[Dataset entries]
+-------+
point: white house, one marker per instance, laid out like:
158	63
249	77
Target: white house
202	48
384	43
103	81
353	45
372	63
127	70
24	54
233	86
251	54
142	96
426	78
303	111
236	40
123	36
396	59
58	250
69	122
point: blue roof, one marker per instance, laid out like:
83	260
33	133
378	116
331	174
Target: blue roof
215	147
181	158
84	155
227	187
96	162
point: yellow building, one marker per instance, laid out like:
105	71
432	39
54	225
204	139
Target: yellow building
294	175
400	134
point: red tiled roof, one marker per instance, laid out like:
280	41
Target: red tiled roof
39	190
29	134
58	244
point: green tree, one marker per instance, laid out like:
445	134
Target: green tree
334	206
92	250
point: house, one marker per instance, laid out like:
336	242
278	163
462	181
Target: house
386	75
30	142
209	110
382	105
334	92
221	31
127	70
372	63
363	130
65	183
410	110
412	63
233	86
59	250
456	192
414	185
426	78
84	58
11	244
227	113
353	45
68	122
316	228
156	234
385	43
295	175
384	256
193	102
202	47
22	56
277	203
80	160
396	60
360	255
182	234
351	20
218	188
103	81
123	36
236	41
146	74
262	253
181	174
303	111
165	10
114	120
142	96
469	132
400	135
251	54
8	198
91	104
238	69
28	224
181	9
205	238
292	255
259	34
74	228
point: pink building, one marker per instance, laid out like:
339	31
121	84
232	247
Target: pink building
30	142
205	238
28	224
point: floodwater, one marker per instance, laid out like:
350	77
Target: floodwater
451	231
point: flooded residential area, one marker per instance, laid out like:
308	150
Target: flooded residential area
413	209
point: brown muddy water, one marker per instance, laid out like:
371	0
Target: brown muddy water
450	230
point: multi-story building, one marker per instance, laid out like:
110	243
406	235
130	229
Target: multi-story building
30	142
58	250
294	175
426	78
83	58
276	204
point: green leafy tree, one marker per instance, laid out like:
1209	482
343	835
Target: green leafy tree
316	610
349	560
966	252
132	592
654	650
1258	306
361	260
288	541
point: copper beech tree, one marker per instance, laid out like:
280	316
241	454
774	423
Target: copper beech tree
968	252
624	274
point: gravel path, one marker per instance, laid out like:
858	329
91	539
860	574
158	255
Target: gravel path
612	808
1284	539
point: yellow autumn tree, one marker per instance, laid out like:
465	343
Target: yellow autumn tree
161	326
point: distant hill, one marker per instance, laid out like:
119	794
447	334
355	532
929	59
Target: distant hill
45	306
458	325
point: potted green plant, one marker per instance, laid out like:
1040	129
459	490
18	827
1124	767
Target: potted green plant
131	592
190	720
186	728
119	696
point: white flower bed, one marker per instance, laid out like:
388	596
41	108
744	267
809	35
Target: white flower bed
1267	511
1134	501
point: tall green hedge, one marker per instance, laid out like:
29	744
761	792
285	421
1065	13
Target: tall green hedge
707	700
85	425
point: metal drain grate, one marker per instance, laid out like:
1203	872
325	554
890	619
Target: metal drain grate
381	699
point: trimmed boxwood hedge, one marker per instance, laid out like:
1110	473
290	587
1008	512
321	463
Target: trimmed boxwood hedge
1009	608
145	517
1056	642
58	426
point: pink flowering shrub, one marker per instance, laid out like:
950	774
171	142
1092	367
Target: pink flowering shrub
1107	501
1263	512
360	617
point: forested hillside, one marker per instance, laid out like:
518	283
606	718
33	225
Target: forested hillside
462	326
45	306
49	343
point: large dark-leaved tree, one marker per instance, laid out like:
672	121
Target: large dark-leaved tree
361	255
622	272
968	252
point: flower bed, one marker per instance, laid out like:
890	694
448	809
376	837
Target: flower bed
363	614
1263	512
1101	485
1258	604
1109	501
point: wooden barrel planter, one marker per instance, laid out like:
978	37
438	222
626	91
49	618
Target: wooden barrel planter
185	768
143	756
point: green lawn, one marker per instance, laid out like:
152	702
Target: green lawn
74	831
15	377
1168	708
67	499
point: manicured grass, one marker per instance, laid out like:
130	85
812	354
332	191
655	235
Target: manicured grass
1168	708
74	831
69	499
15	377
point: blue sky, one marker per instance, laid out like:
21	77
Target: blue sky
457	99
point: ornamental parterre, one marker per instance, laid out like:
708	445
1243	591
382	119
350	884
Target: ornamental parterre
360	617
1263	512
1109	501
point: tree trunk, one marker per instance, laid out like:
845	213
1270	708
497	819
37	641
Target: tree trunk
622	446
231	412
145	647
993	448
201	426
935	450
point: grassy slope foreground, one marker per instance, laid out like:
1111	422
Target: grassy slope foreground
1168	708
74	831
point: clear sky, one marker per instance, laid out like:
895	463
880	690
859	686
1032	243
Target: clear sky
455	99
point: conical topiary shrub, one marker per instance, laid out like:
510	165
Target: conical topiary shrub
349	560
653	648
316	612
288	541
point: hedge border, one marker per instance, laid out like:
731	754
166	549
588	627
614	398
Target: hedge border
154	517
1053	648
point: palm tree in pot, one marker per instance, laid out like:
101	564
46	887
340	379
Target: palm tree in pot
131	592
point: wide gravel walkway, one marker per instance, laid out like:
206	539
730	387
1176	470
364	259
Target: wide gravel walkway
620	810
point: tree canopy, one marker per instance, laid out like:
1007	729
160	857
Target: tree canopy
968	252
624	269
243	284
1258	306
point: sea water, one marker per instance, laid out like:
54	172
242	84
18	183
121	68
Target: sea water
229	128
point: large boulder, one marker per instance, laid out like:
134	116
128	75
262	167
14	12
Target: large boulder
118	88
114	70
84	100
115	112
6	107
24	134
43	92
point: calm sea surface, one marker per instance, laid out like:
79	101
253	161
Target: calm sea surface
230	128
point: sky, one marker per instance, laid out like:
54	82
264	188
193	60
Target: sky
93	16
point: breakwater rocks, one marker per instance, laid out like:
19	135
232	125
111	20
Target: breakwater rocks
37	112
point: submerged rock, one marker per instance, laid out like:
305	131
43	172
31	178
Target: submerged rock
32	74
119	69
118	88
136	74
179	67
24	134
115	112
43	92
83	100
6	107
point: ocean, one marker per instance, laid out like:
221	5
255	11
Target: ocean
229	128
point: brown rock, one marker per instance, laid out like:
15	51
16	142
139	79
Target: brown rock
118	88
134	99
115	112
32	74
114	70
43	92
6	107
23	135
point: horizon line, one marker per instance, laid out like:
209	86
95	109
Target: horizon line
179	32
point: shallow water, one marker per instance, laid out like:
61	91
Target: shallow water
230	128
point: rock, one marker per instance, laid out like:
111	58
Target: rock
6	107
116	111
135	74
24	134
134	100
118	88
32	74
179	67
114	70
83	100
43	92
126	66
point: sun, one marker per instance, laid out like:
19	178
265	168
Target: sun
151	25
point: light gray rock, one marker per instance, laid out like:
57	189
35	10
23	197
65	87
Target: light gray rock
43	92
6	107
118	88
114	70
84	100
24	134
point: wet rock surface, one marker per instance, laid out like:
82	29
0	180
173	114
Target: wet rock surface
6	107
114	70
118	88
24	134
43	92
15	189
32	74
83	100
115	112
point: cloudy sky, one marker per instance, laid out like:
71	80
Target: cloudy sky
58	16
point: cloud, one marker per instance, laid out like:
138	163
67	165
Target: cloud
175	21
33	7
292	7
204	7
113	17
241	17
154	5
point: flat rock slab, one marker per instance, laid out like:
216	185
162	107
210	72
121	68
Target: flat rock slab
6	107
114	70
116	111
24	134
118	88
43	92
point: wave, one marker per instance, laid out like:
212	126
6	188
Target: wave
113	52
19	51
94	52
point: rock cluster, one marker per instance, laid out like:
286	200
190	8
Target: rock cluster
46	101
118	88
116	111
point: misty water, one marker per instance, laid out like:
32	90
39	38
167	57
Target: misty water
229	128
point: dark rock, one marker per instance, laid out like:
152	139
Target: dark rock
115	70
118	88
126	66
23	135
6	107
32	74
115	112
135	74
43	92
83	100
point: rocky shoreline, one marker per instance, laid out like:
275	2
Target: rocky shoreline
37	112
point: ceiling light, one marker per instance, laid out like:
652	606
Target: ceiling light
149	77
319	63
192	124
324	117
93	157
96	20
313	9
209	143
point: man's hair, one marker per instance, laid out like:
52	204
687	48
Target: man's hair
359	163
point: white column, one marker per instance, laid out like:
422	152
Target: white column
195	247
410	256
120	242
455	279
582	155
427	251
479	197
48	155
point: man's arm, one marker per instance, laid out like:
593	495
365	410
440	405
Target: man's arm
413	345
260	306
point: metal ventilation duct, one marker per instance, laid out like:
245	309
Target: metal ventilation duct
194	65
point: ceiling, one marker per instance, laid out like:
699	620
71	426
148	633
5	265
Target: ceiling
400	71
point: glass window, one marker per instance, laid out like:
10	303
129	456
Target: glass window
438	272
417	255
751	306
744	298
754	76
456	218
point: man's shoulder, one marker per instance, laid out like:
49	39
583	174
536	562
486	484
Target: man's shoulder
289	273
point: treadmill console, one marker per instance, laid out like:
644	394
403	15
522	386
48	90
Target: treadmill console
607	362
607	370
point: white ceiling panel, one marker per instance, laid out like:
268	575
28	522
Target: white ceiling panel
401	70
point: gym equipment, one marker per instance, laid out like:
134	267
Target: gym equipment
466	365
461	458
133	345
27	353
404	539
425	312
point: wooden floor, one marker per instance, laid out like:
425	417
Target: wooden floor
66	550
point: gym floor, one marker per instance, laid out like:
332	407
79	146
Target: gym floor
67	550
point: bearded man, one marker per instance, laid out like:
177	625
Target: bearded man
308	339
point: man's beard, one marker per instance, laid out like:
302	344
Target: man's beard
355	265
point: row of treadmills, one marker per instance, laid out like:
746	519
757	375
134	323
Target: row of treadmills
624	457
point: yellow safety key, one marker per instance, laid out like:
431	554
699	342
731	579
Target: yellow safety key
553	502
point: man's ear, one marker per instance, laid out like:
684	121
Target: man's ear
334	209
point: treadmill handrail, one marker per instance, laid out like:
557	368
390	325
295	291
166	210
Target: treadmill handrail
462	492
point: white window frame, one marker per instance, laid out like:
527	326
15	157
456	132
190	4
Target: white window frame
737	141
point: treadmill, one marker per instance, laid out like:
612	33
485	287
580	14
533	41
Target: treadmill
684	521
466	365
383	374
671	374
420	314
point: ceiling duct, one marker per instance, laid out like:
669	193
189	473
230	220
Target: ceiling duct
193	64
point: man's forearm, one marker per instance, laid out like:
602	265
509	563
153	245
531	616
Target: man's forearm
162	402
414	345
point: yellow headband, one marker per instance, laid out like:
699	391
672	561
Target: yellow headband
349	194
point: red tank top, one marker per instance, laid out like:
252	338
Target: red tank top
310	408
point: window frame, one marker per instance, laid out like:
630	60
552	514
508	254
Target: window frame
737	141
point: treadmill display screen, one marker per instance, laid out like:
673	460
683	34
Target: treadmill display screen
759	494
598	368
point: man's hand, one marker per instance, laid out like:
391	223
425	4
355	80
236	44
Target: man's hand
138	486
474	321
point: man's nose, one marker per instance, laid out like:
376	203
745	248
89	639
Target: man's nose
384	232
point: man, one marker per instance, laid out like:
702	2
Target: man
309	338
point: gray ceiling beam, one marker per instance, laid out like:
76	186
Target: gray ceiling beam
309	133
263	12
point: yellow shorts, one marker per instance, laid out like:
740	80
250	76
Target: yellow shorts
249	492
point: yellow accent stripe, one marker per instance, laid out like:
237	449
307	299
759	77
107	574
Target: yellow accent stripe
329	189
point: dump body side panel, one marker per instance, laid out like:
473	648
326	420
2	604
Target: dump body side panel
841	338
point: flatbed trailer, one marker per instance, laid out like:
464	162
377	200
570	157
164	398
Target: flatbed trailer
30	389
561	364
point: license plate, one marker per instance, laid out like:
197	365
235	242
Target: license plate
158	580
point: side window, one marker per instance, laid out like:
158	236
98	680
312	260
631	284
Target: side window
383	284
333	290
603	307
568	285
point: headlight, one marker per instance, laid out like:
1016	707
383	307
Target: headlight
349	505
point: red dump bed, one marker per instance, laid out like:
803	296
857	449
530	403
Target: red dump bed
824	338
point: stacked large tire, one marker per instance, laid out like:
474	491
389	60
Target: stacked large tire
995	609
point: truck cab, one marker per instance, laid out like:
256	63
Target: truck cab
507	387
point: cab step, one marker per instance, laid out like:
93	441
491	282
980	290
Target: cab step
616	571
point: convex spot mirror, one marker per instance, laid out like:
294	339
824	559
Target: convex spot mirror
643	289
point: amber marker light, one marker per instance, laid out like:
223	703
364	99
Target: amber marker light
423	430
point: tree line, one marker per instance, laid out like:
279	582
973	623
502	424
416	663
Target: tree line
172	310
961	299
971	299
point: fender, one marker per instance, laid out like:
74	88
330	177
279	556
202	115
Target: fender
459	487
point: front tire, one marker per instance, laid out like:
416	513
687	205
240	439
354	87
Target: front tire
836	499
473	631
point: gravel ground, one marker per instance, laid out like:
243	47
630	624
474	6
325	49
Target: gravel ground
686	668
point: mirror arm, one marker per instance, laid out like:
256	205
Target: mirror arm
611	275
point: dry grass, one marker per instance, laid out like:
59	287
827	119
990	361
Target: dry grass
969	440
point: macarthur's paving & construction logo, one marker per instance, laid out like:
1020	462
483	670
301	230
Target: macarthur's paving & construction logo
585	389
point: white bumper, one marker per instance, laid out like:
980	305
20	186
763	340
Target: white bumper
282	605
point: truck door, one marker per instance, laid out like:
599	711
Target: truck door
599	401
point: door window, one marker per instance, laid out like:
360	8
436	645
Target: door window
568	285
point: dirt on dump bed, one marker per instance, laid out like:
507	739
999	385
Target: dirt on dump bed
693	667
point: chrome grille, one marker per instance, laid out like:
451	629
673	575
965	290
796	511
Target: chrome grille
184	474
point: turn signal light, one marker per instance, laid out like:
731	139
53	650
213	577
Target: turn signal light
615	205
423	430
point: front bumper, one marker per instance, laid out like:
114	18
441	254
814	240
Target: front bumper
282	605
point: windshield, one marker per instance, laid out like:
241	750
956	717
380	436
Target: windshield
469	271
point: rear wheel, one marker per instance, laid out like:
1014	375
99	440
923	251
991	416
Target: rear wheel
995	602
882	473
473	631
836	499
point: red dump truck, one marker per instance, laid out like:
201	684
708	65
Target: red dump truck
+-------+
:: TASK DESCRIPTION ::
Beginning with the line that has "Target: turn signal light", set down each line through the last one above, exactly, and nothing else.

:: EXERCISE RESULT ::
Target: turn signal light
615	205
423	430
point: front bumper, one marker per instance, laid out like:
114	18
441	254
814	240
Target: front bumper
282	605
point: windshield, one marker per instance, laid out like:
241	750
956	717
380	436
Target: windshield
469	271
point: rear wheel, one marker per instance, laid out like:
1014	375
99	440
923	251
991	416
Target: rear wheel
995	602
882	473
473	631
836	499
point: red dump truck, one marker per instance, laid out like:
201	684
708	65
Target: red dump truck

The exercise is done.